Problem description: Please return the listing below from the line with "Target: leather bridle" through its last line, exactly, and include nothing else.

Material supplied:
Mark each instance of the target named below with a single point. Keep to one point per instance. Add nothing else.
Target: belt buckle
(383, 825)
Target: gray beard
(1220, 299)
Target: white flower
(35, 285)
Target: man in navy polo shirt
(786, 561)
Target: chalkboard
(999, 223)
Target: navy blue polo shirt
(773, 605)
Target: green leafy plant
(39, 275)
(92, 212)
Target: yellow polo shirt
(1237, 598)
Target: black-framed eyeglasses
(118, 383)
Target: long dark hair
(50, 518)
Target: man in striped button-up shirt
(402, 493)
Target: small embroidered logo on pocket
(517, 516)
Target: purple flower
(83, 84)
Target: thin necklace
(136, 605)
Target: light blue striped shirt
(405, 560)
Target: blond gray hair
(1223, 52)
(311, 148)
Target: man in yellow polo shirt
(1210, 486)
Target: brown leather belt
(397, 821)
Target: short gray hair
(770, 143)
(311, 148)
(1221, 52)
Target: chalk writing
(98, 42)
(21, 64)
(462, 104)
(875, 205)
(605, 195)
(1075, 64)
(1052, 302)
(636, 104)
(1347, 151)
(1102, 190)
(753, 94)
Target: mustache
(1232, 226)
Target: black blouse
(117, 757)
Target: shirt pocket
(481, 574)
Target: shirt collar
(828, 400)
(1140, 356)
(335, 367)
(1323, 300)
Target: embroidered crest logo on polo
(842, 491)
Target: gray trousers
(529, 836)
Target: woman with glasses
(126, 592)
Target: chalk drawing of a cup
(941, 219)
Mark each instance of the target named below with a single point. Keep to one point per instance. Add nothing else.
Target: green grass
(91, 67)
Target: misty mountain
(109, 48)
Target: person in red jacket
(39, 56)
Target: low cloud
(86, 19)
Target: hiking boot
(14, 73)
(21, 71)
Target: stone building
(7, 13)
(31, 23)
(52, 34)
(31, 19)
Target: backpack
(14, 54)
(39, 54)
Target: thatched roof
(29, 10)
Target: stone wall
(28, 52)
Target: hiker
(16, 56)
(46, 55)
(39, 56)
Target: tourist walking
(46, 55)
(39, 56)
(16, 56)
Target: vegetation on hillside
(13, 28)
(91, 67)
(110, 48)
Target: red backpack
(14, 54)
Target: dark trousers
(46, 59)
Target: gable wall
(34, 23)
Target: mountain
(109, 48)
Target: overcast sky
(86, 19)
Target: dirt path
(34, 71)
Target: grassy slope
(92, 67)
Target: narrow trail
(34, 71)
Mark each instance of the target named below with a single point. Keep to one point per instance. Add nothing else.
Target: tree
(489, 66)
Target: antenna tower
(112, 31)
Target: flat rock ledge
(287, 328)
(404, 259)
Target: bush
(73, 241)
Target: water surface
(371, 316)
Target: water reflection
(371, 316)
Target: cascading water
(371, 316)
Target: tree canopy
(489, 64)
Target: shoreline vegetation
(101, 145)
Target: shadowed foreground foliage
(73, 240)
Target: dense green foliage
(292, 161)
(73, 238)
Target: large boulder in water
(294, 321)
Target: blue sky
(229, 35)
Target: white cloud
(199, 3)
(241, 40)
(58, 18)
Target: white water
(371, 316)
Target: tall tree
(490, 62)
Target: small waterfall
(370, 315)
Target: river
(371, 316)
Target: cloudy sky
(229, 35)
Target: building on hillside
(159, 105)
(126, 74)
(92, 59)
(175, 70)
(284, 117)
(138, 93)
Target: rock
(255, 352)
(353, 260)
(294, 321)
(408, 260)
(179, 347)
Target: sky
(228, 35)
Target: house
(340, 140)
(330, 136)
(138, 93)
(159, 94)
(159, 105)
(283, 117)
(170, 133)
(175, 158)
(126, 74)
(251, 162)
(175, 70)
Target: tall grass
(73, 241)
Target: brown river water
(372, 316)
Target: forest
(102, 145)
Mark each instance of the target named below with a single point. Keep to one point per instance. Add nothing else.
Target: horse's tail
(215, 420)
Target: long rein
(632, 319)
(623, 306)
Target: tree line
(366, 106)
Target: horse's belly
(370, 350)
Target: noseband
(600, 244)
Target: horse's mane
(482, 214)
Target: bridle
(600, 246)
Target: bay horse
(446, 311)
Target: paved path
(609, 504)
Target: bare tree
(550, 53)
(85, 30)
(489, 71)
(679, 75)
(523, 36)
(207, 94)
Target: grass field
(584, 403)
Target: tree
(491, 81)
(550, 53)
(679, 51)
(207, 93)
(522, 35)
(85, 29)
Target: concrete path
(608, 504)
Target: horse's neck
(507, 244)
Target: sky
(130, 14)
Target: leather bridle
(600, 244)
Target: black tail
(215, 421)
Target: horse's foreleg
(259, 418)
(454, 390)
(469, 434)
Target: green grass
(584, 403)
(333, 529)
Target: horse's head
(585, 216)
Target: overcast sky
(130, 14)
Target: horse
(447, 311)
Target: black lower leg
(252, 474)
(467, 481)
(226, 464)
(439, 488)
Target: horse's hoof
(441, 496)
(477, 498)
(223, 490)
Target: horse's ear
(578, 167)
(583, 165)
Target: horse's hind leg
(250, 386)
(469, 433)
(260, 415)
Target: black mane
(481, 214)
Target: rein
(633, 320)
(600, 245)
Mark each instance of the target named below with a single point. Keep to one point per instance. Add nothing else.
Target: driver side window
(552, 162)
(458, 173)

Answer:
Target: leather bridle
(600, 244)
Target: black tail
(215, 421)
Target: horse's foreleg
(259, 418)
(454, 390)
(469, 434)
Target: green grass
(584, 403)
(333, 529)
Target: horse's head
(585, 216)
Target: overcast sky
(130, 14)
Target: horse
(447, 311)
Target: black lower leg
(252, 474)
(467, 481)
(226, 464)
(439, 488)
Target: horse's hoof
(441, 496)
(477, 498)
(223, 490)
Target: horse's ear
(578, 167)
(583, 165)
Target: horse's hind leg
(250, 386)
(469, 433)
(260, 415)
Target: black mane
(481, 214)
Target: rein
(633, 320)
(600, 245)
Mark each instance of the target named below with a single point. Keep to one point per instance. Add nothing else.
Target: driver side window
(552, 162)
(458, 173)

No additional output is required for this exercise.